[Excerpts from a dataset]
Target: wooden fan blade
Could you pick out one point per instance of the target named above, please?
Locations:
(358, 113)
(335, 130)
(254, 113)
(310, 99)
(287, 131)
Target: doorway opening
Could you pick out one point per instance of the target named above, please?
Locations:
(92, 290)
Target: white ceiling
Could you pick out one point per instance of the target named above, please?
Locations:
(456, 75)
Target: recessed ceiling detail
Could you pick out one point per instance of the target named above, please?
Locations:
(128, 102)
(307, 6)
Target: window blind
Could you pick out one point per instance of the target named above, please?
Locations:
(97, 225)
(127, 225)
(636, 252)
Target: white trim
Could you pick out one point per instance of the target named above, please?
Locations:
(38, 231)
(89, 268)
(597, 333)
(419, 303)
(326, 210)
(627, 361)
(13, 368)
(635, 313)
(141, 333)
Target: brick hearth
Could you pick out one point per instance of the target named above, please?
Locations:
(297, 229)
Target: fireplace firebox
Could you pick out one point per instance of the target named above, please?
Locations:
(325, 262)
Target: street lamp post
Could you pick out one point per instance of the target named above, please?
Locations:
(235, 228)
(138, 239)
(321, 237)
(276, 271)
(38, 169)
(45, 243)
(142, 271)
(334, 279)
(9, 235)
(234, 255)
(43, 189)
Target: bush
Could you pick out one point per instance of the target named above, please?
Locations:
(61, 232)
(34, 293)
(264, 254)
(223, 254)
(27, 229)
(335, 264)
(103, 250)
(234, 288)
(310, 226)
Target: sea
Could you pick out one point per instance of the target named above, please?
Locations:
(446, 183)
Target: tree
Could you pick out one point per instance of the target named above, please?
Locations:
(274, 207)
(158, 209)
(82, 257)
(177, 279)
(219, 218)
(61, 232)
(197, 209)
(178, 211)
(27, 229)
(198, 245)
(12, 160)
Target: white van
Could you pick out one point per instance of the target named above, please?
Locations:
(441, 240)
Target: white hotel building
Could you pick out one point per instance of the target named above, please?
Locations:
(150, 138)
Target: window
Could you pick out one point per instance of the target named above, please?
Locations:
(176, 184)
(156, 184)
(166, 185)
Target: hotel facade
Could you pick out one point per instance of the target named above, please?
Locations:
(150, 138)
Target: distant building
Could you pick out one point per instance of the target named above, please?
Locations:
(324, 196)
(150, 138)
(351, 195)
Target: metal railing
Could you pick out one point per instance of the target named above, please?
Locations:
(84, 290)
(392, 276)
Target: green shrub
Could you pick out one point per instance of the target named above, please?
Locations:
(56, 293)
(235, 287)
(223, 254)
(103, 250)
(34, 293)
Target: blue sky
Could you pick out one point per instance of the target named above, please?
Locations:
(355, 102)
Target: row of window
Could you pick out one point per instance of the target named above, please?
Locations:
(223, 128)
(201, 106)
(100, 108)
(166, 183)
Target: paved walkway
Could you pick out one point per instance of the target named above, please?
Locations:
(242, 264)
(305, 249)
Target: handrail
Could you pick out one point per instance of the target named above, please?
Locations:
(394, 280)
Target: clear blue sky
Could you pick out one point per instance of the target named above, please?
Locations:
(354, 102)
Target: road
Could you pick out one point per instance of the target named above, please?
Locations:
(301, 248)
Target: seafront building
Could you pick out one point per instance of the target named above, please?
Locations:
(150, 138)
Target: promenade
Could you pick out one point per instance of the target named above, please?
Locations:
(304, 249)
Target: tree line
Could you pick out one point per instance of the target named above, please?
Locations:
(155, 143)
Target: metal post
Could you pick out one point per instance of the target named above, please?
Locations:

[WORK TO COMPLETE]
Find the lines in the entries above where "blue" occurs, and copy each of them.

[WRITTEN RESPONSE]
Target: blue sky
Target: clear blue sky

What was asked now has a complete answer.